## Material provided
+ + +

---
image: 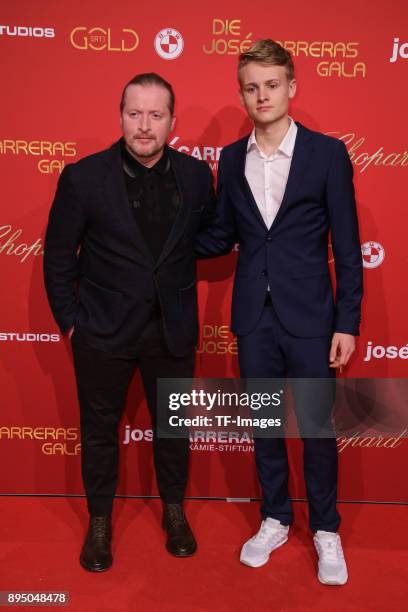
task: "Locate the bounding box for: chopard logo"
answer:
[0,225,44,263]
[326,131,408,173]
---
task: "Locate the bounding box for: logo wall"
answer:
[277,40,367,79]
[154,28,184,60]
[0,25,55,38]
[390,38,408,64]
[69,26,140,53]
[361,241,385,268]
[203,18,253,55]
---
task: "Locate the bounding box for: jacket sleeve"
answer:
[195,153,237,257]
[326,140,363,336]
[44,166,85,333]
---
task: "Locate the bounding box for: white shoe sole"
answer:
[317,574,348,586]
[239,538,288,568]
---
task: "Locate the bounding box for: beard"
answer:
[126,136,165,159]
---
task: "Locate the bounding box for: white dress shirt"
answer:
[245,118,297,229]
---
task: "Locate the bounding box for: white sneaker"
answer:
[240,516,289,567]
[313,531,348,584]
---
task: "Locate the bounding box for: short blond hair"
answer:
[238,38,295,81]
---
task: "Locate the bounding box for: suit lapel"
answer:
[237,123,313,231]
[271,123,313,229]
[155,147,188,268]
[104,141,154,265]
[234,136,268,230]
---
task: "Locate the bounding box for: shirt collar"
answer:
[247,117,297,157]
[121,138,170,176]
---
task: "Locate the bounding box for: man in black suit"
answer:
[44,73,214,571]
[196,39,363,585]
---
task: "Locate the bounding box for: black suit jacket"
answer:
[44,141,215,356]
[196,123,363,338]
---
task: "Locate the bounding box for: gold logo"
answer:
[70,26,139,53]
[0,427,81,456]
[326,132,408,174]
[277,40,367,79]
[203,18,253,55]
[0,225,44,263]
[337,429,408,453]
[0,138,77,174]
[197,325,238,355]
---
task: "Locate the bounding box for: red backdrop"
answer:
[0,0,408,501]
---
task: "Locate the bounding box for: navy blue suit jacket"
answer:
[196,123,362,338]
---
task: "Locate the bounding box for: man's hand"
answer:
[329,332,356,368]
[64,326,75,340]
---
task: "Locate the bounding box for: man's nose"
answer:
[140,115,150,132]
[258,86,268,102]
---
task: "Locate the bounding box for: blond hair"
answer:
[238,38,295,81]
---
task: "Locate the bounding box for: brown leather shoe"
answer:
[162,504,197,557]
[79,515,113,572]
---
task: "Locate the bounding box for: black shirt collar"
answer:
[120,138,170,176]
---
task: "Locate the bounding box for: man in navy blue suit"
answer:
[197,39,362,584]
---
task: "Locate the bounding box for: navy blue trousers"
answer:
[238,304,340,531]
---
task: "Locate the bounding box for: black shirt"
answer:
[122,140,180,260]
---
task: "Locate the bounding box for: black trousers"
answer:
[238,300,340,531]
[72,319,195,515]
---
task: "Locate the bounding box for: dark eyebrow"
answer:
[244,79,280,87]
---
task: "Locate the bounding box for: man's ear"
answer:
[289,79,297,98]
[238,89,245,106]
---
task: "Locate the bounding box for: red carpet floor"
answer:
[0,497,408,612]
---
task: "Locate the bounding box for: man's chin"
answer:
[130,146,164,159]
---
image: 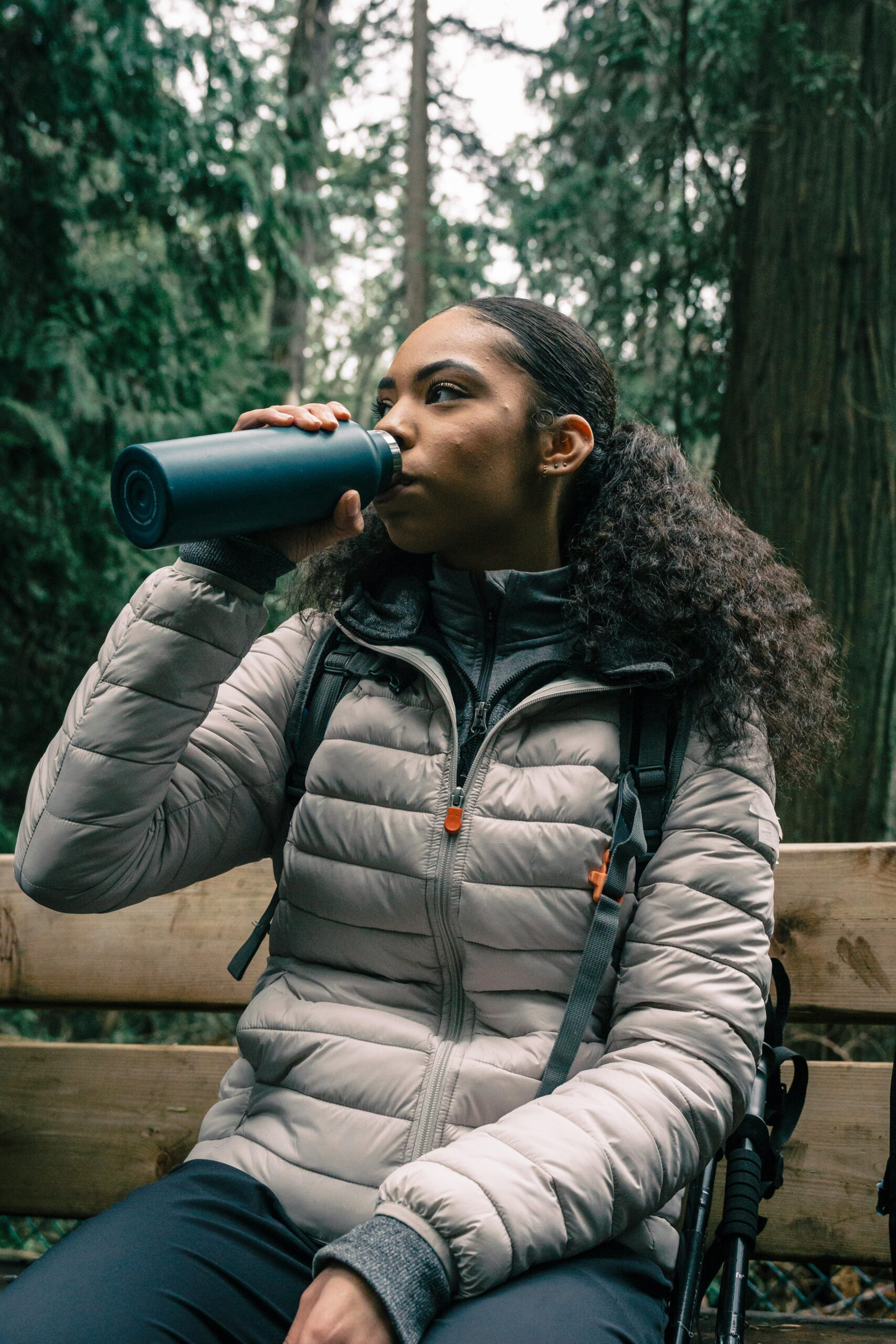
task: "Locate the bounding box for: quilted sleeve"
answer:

+ + +

## What you are asked to do
Restate the whole listing above exactly, please, omitting every image.

## Solution to this exercise
---
image: 
task: "Locate the bounding box for: chopard logo"
answer:
[0,225,44,263]
[326,131,408,173]
---
task: "Locate the bounding box for: logo wall"
answer:
[277,40,367,79]
[154,28,184,60]
[0,25,55,38]
[390,38,408,64]
[69,26,140,53]
[361,241,385,268]
[203,18,253,55]
---
task: "Locate the bounding box for: jacket sleeve"
answer:
[195,153,237,257]
[326,140,363,336]
[44,166,85,333]
---
task: "Locate the bounding box for: white shoe sole"
answer:
[317,574,348,586]
[239,538,288,568]
---
task: "Locate the bounding box for: beard"
answer:
[126,136,165,159]
---
task: "Locate the bounding box for: white dress shirt"
answer:
[245,118,297,229]
---
task: "Locate the bounding box for: white sneaker"
answer:
[240,516,289,567]
[313,531,348,584]
---
task: "Locate the bounding box for: short blond hair"
answer:
[238,38,295,81]
---
task: "Locate the bounding box for: suit lapel"
answer:
[237,123,313,231]
[271,123,313,229]
[155,147,188,268]
[104,141,154,265]
[234,136,268,230]
---
task: "Locate the bounding box for: shirt collar"
answer:
[247,117,297,157]
[121,138,170,176]
---
task: "Locate the bounding box for: man in black suit"
answer:
[44,73,214,571]
[196,39,363,585]
---
task: "Locate the bounding box for: black suit jacket"
answer:
[44,141,215,356]
[196,123,363,338]
---
task: "Locate the bounding box for: gold logo"
answer:
[70,26,139,53]
[0,427,81,456]
[326,132,408,174]
[277,40,367,79]
[203,18,253,55]
[0,225,44,263]
[337,429,408,453]
[0,138,77,174]
[197,325,238,355]
---
task: "Locate the bounding box for: red backdrop"
answer:
[0,0,408,501]
---
task: "Locate the bounding box for: navy blue suit jacket"
answer:
[196,123,362,338]
---
task: "Locate the bounding box for: man's hand"
answer:
[329,332,356,368]
[64,326,75,340]
---
task: "Locate the bounding box for: man's nose"
answer:
[140,115,150,132]
[258,86,268,102]
---
task: "Locate the bounding box for: blond hair"
answer:
[238,38,295,81]
---
task: "Locate the bounding box for: brown leather shoe"
answer:
[162,504,197,557]
[79,515,113,572]
---
task: "Locate the bounding box for: black shirt collar"
answer:
[120,138,170,176]
---
task: "Locate the bounding box for: man in navy blue suit"
answer:
[197,39,362,584]
---
task: "Locate the bounding box for: navy blue trousers"
answer:
[238,304,340,531]
---
task: "Locate the bounding box for: black shirt"
answer:
[122,140,180,260]
---
task: "Locate the bounding box for: black trousers"
answer:
[238,300,340,531]
[72,319,195,515]
---
task: "Locate the bounding box for: dark eyebrow"
answer:
[244,79,280,87]
---
task: "Locate the bounding box for: man's ear"
answer:
[289,79,297,98]
[238,89,245,106]
---
task: "Locate the bounding box for: red carpet floor"
answer:
[0,497,408,612]
---
task: "Locate the bounding box for: man's chin"
answer:
[130,146,164,159]
---
image: 
task: "Locate the bounding box for: quilted sleeve"
answer:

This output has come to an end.